In order for a proxy appointment or instruction made using the CREST service to be valid, the appropriate CREST message (a CREST Proxy Instruction) must be properly authenticated in accordance with Euroclear UK & Ireland Limited's (EUI) specifications and must contain the information required for such instructions, as described in the CREST Manual. The message, regardless of whether it constitutes the appointment of a proxy or relates to an amendment to the instruction given to a previously appointed proxy must, in order to be valid, be transmitted so as to be received by the issuer's agent (ID RA19) by the latest time(s) for receipt of proxy appointments specified in this notice. For this purpose, the time of receipt will be taken to be the time (as determined by the time stamp applied to the message by the CREST Applications Host) from which the issuer's agent is able to retrieve the message by enquiry to CREST in the manner prescribed by CREST. After this time any change of instructions to proxies appointed through CREST should be communicated to the appointee through other means.

CREST members and, where applicable, their CREST sponsors or voting service providers should note that EUI does not make available special procedures in CREST for any particular messages. Normal system timings and limitations will therefore apply in relation to the input of CREST Proxy Instructions. It is the responsibility of the CREST member concerned to take (or, if the CREST member is a CREST personal member or sponsored member or has appointed a voting service provider(s), to procure that their CREST sponsor or voting service provider(s) take(s)) such action as shall be necessary to ensure that a message is transmitted by means of the CREST system by any particular time. In this connection, CREST members and, where applicable, their CREST sponsors or voting service providers are referred in particular to those sections of the CREST Manual concerning practical limitations of the CREST system and timings. The Company may treat as invalid a CREST Proxy Instruction in the circumstances set out in regulation 35(5)(a) of the Uncertificated Securities Regulations 2001.

    1. In accordance with the Company's established practice, all resolutions will be taken on a poll so as to accurately record the decision of all members based on their shareholding interests in the Company.
    1. Any corporation which is a member can appoint one or more corporate representatives who may exercise on its behalf all of its powers as a member provided that, if more than one, they do not do so in relation to the same Ordinary Shares.
    1. It is possible that, pursuant to requests made by members of the Company under section 527 of the Act, the Company may be required to publish on its website a statement setting out any matter relating to the audit of the Company's accounts (including the auditor's report and the conduct of the audit) that are to be laid before the AGM or any circumstance connected with an auditor of the Company ceasing to hold office since the previous meeting at which annual accounts and reports were laid. The Company may not require the members requesting such website publication to pay its expenses in complying with sections 527 or 528 of the Act and it must forward the statement to the Company's auditors not later than the time when it makes the statement available on the website. The business which may be dealt with at the AGM includes any statement that the Company has been required under section 527 of the Act to publish on its website.
    1. A copy of this notice and other information required by section 311A of the Act can be found on the Company's website under Investors-Shareholder Centre-AGM (www.imperialbrandsplc.com/investors/shareholder-centre/agm.html).
    1. You may not use any electronic address provided either in this notice or in any related documents (including the proxy form) to communicate with the Company for any purposes other than those expressly stated.

EXTRACTED RECORDS:
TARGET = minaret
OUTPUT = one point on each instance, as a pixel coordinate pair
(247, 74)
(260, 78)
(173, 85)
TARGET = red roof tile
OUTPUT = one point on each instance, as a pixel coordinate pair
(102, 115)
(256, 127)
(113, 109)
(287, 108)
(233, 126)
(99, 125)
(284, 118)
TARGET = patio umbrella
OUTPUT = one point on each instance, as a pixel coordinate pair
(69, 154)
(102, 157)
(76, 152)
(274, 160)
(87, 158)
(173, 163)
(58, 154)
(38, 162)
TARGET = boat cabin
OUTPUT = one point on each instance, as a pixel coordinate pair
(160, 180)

PROBLEM 1: In the AGM notice, under which regulation may the Company treat a CREST Proxy Instruction as invalid?
PROBLEM 2: Go on with the AGM notice from the point where it stops.

EXERCISE OUTPUT 1: Regulation 35(5)(a) of the Uncertificated Securities Regulations 2001.

EXERCISE OUTPUT 2:
    1. Under section 338 and section 338A of the Act, members meeting the threshold requirements in those sections have the right to require the Company (i) to give, to members of the Company entitled to receive notice of the meeting, notice of a resolution which may properly be moved and is intended to be moved at the meeting; and/or (ii) to include in the business to be dealt with at the meeting any matter (other than a proposed resolution) which may be properly included in such business. A resolution may properly be moved or a matter may properly be included in the business of the meeting unless (a) (in the case of a resolution only) it would, if passed, be ineffective (whether by reason of inconsistency with any enactment or the Company's constitution or otherwise), (b) it is defamatory of any person, or (c) it is frivolous or vexatious. Such a request may be in hard copy form or in electronic form, must identify the resolution of which notice is to be given or the matter to be included in the business of the meeting, must be authorised by the person or persons making it, must be received by the Company not later than 24 December 2019, being the date six clear weeks before the meeting, and (in the case of a matter to be included in the business of the meeting only) must be accompanied by a statement setting out the grounds for the request.

EXPLANATORY NOTES

Annual Report and Accounts (Resolution 1)

The Directors of the Company must present the Company's Annual Report and Accounts to the AGM.

Directors' Remuneration Report (Resolution 2)

In accordance with section 439 of the Act, the Company is required to present the Directors' Remuneration Report to shareholders for their approval as a means of providing shareholder feedback to the Company in respect of overall remuneration packages. This vote will be advisory and the Directors' entitlement to remuneration is not conditional on it. The Directors' Remuneration Report can be found on pages 66 to 85 of the 2019 Annual Report and Accounts which is available on the Company's website. No changes are proposed to the remuneration policy approved by shareholders at the AGM held in 2018.

Declaration of a dividend (Resolution 3)

A final dividend can only be paid after the shareholders at a general meeting have approved it. A final dividend of 72.01 pence per Ordinary Share is recommended by the Directors for payment to shareholders who are on the register at the close of business on 21 February 2020. If approved, the final dividend will become due and payable on 31 March 2020. In accordance with our policy of paying quarterly dividends, interim dividends of 31.28 pence per Ordinary Share were paid on 28 June 2019 and 30 September 2019 and an interim dividend of 72.00 pence per ordinary share will be paid on 31 December 2019.

Election and re-election of Directors (Resolutions 4 to 12)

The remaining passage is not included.